Saved entries
------------------------------------

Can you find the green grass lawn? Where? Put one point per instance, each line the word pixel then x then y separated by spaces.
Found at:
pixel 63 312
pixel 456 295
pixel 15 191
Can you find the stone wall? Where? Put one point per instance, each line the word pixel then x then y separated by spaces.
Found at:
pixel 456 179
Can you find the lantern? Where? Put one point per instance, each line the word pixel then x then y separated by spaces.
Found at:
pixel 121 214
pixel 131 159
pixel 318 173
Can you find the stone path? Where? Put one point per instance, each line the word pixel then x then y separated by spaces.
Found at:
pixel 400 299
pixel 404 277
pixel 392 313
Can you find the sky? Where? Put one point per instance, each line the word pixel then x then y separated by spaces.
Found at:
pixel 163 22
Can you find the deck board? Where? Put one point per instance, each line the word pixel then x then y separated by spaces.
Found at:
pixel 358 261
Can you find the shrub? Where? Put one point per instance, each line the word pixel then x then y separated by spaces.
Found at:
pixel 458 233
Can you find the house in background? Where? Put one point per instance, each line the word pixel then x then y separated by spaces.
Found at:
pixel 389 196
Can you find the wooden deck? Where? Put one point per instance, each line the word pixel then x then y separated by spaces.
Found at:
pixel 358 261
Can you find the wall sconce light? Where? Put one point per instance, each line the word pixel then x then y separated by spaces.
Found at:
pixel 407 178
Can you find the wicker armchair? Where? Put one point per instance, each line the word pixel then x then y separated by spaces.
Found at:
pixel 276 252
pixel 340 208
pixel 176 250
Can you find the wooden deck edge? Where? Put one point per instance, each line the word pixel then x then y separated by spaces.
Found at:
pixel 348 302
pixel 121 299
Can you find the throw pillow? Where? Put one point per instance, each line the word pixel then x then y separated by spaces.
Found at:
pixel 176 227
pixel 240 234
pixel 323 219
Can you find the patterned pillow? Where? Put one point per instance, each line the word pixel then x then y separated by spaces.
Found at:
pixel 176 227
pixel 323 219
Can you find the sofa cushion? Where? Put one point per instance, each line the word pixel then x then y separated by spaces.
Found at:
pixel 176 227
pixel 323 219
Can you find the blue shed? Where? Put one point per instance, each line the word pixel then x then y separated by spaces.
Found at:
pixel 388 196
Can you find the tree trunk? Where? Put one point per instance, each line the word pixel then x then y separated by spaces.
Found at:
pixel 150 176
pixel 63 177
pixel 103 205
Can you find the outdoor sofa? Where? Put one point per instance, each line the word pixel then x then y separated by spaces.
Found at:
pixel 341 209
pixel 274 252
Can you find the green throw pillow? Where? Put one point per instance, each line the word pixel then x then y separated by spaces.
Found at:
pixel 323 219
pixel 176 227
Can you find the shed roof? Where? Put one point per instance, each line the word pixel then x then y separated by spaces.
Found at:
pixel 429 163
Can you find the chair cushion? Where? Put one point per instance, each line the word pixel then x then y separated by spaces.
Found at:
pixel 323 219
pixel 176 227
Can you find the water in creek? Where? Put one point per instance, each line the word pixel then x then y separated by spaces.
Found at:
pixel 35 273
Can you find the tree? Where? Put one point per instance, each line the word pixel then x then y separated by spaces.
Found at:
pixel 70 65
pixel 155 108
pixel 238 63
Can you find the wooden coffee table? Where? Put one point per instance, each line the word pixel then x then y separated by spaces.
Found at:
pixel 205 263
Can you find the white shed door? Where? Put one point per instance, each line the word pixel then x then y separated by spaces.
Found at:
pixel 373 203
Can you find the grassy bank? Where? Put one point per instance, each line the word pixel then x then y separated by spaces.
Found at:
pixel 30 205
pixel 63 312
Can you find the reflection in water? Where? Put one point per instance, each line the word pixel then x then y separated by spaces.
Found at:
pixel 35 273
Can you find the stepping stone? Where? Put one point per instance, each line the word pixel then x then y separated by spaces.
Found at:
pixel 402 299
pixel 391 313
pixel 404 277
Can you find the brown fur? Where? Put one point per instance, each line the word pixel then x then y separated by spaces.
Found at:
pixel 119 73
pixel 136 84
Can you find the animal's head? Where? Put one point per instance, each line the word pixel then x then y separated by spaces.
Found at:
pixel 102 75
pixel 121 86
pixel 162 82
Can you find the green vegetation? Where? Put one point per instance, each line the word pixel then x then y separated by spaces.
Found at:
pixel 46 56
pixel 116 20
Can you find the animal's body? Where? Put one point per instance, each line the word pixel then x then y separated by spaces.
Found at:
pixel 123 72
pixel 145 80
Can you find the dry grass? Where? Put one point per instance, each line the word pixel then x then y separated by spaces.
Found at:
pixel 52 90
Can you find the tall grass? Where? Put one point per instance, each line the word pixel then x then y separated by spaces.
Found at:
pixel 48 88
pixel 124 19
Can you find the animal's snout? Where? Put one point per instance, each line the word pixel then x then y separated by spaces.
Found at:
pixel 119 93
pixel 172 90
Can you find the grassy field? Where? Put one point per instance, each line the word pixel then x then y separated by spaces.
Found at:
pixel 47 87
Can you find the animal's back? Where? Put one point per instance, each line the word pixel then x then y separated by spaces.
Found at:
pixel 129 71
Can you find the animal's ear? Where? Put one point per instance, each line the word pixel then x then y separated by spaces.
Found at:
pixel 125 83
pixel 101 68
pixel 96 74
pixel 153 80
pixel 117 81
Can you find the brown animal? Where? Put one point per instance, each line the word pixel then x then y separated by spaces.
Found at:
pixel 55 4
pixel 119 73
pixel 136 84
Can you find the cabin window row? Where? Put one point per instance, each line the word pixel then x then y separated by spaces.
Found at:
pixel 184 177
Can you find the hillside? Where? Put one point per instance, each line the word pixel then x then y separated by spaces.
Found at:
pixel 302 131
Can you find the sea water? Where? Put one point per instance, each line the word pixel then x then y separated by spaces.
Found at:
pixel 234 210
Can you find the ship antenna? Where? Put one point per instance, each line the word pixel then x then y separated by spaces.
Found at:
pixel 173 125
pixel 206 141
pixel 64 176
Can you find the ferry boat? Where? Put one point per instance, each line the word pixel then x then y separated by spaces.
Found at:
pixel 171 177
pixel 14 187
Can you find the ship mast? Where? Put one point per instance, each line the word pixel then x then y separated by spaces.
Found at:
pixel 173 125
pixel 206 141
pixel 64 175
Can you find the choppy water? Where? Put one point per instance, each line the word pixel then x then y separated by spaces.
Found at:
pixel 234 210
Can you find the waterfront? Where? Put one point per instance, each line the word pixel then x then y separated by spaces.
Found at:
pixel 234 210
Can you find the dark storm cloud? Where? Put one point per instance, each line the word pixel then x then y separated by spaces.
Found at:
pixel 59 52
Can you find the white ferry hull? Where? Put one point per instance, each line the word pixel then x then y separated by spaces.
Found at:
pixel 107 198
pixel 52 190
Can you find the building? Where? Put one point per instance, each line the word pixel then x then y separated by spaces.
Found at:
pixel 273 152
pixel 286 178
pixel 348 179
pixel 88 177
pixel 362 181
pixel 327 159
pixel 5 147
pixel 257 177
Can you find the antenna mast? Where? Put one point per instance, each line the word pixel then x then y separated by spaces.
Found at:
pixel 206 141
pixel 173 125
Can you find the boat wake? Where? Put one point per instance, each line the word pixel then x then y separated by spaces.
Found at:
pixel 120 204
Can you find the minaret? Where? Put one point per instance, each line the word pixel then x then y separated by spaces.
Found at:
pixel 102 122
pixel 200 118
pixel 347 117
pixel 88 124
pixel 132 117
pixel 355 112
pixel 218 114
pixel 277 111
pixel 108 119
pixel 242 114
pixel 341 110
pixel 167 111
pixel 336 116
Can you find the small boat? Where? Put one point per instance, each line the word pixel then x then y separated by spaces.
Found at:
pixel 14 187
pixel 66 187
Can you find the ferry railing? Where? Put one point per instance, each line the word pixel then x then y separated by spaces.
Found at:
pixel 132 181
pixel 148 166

------------------------------------

Work instructions: Rewrite every line of the data above as a numbered list, leaving out any blank lines.

Exercise output:
1. Can you find the green grass lawn? Where? Put one point per instance, each line the word pixel then x then y separated by spaces.
2. Found at:
3. pixel 63 312
4. pixel 456 295
5. pixel 15 191
6. Can you find the stone wall? Where? Put one point per instance, each line the word pixel then x then y separated by spaces.
7. Found at:
8. pixel 456 179
9. Can you find the lantern? Where? Put one point per instance, each line the word pixel then x then y separated by spaces.
10. Found at:
11. pixel 121 214
12. pixel 131 159
13. pixel 318 173
14. Can you find the stone path? Where? Put one point per instance, each line the word pixel then x then y separated by spaces.
15. Found at:
16. pixel 400 299
17. pixel 404 277
18. pixel 392 313
19. Can you find the sky? Where? Put one point per instance, each line the word pixel then x then y separated by spaces.
20. Found at:
21. pixel 163 22
22. Can you find the deck board? Where? Put one point per instance, each line the word pixel then x then y separated by spaces.
23. Found at:
24. pixel 358 261
25. Can you find the shrub? Where? Put one point per instance, each line the word pixel then x then y separated by spaces.
26. Found at:
27. pixel 458 233
28. Can you find the house in background? Where? Put one point per instance, each line the word pixel then x then y separated by spaces.
29. Found at:
30. pixel 389 196
31. Can you find the wooden deck? Where? Put one point per instance, each line the word pixel then x then y separated by spaces.
32. Found at:
33. pixel 358 261
34. Can you find the wall sconce light? Where? Put one point per instance, each line the word pixel then x then y separated by spaces.
35. Found at:
36. pixel 407 178
37. Can you find the wicker armchair? Where? Put one point per instance, each line the word pixel then x then y separated by spaces.
38. Found at:
39. pixel 276 252
40. pixel 340 208
41. pixel 176 250
42. Can you find the wooden deck edge? Where? Put one point per instance, each line the word pixel then x then y separated by spaces.
43. Found at:
44. pixel 348 302
45. pixel 121 299
46. Can you find the throw pillow? Where? Put one point per instance, each line the word pixel then x then y separated by spaces.
47. Found at:
48. pixel 176 227
49. pixel 240 234
50. pixel 323 219
51. Can you find the patterned pillow? Where? Put one point per instance, each line the word pixel then x then y separated by spaces.
52. Found at:
53. pixel 176 227
54. pixel 323 219
55. Can you find the sofa cushion? Where? Put one point per instance, each line the word pixel then x then y separated by spaces.
56. Found at:
57. pixel 176 227
58. pixel 323 219
59. Can you find the blue shed? Where? Put one point per instance, each line the word pixel then x then y separated by spaces.
60. Found at:
61. pixel 388 196
62. Can you find the tree trunk? Where? Put one point per instance, each line the word pixel then x then y separated by spaces.
63. Found at:
64. pixel 150 176
65. pixel 63 177
66. pixel 103 205
67. Can you find the outdoor sofa? Where? Put one point per instance, each line the word pixel then x then y separated by spaces.
68. Found at:
69. pixel 341 209
70. pixel 274 252
71. Can you find the green throw pillow? Where? Put one point per instance, each line the word pixel then x then y separated by spaces.
72. Found at:
73. pixel 323 219
74. pixel 176 227
75. Can you find the shed roof? Where? Put one point per instance, each line the word pixel then x then y separated by spaces.
76. Found at:
77. pixel 429 163
78. Can you find the chair cushion? Where? Put one point per instance, each line the word pixel then x then y separated by spaces.
79. Found at:
80. pixel 323 219
81. pixel 176 227
82. Can you find the water in creek? Where? Put one point per instance, each line the word pixel then x then y separated by spaces.
83. Found at:
84. pixel 35 273
85. Can you find the tree? Where? Put one point per instance, each line the word pixel then x then y separated by spaces.
86. Found at:
87. pixel 70 65
88. pixel 155 108
89. pixel 238 63
90. Can you find the wooden coffee table? Where? Put one point per instance, each line the word pixel then x then y separated by spaces.
91. Found at:
92. pixel 205 263
93. Can you find the white shed door? Where? Put one point per instance, each line the word pixel then x then y separated by spaces.
94. Found at:
95. pixel 373 203
96. Can you find the grassy bank? Where? Put one point per instance, each line the word pixel then x then y separated by spaces.
97. Found at:
98. pixel 30 205
99. pixel 63 312
100. Can you find the reflection in water? Where? Put one point per instance, each line the word pixel then x then y separated by spaces.
101. Found at:
102. pixel 35 273
103. Can you find the stepping stone? Where? Put one point per instance, each line the word pixel then x then y separated by spaces.
104. Found at:
105. pixel 402 299
106. pixel 391 313
107. pixel 404 277
108. Can you find the brown fur? Where? Put one point per instance, each line the word pixel then x then y separated by spaces.
109. Found at:
110. pixel 119 73
111. pixel 136 84
112. Can you find the animal's head? Where? Put one point per instance, each line the word pixel then x then y separated by spaces.
113. Found at:
114. pixel 102 75
115. pixel 121 86
116. pixel 162 82
117. Can you find the green vegetation? Where? Put one point per instance, each line the word pixel then x then y separated by spaces.
118. Found at:
119. pixel 46 56
120. pixel 116 20
121. Can you find the animal's body? Where? Put one point per instance, each line the word pixel then x then y separated by spaces.
122. Found at:
123. pixel 123 72
124. pixel 145 80
125. Can you find the dry grass? Where? Put one point per instance, each line the word pixel then x then y separated by spaces.
126. Found at:
127. pixel 52 90
128. Can you find the tall grass? Where? Put one point per instance, each line the word pixel then x then y separated by spaces.
129. Found at:
130. pixel 48 88
131. pixel 124 19
132. Can you find the animal's snout? Where? Put one point per instance, each line the word pixel then x then y separated by spaces.
133. Found at:
134. pixel 119 93
135. pixel 172 90
136. Can you find the grassy field? Where? Put one point per instance, each line the word pixel then x then y separated by spaces.
137. Found at:
138. pixel 47 87
139. Can you find the animal's back? Where? Put one point per instance, each line the word pixel then x then y separated by spaces.
140. Found at:
141. pixel 129 71
142. Can you find the animal's ear? Where? Put one point per instance, each line the word pixel then x then y separated by spaces.
143. Found at:
144. pixel 125 83
145. pixel 101 68
146. pixel 96 74
147. pixel 153 80
148. pixel 117 81
149. Can you find the brown animal? Where? Put one point per instance, each line the word pixel then x then y separated by spaces.
150. Found at:
151. pixel 55 4
152. pixel 119 73
153. pixel 136 84
154. Can you find the cabin window row? Where? Put one point per instance, each line the word pixel then x then y separated by spaces.
155. Found at:
156. pixel 184 177
157. Can you find the hillside? Where? Put one point per instance, each line the word pixel then x then y separated by spaces.
158. Found at:
159. pixel 302 131
160. Can you find the sea water? Where? Put one point per instance, each line the word pixel then x then y separated by spaces.
161. Found at:
162. pixel 234 210
163. Can you find the ship antenna? Where? Put one point per instance, each line the word pixel then x then y separated by spaces.
164. Found at:
165. pixel 173 125
166. pixel 206 141
167. pixel 64 176
168. Can you find the ferry boat? Where? Put one point per instance, each line the word pixel then x then y separated by spaces.
169. Found at:
170. pixel 171 177
171. pixel 14 187
172. Can you find the ship mast? Where? Put one point per instance, each line the word pixel then x then y separated by spaces.
173. Found at:
174. pixel 173 125
175. pixel 206 141
176. pixel 64 175
177. Can you find the choppy water? Where? Put one point per instance, each line the word pixel then x then y separated by spaces.
178. Found at:
179. pixel 234 210
180. Can you find the waterfront? Where? Put one point per instance, each line the word pixel then x then y separated by spaces.
181. Found at:
182. pixel 234 210
183. Can you find the dark storm cloud? Where? Put one point per instance, each line the word pixel then x then y separated by spaces.
184. Found at:
185. pixel 59 52
186. Can you find the white ferry hull? Where? Put one point per instance, each line the word pixel then x then y separated by spaces.
187. Found at:
188. pixel 107 198
189. pixel 52 190
190. Can you find the building? Where? Put one point per instance, each line the word pixel then x then y separated by spaces.
191. Found at:
192. pixel 273 152
193. pixel 286 178
194. pixel 348 179
195. pixel 88 177
196. pixel 362 181
197. pixel 327 159
198. pixel 5 147
199. pixel 257 177
200. Can you find the antenna mast? Where? Put one point per instance, each line the word pixel then x then y separated by spaces.
201. Found at:
202. pixel 206 141
203. pixel 173 125
204. Can you find the boat wake? Where? Put one point per instance, each line the word pixel then x then y separated by spaces.
205. Found at:
206. pixel 120 204
207. Can you find the minaret? Where? Put one point per instance, each line the word pixel then x then y separated by spaces.
208. Found at:
209. pixel 102 122
210. pixel 200 118
211. pixel 347 117
212. pixel 88 124
213. pixel 132 117
214. pixel 355 112
215. pixel 218 114
216. pixel 277 111
217. pixel 108 119
218. pixel 242 114
219. pixel 341 110
220. pixel 167 111
221. pixel 336 116
222. Can you find the small boat? Where? Put one point per instance, each line the word pixel then x then y separated by spaces.
223. Found at:
224. pixel 14 187
225. pixel 66 187
226. Can you find the ferry railing? Where? Put one point per instance, each line the word pixel then x then y separated by spaces.
227. Found at:
228. pixel 132 181
229. pixel 148 166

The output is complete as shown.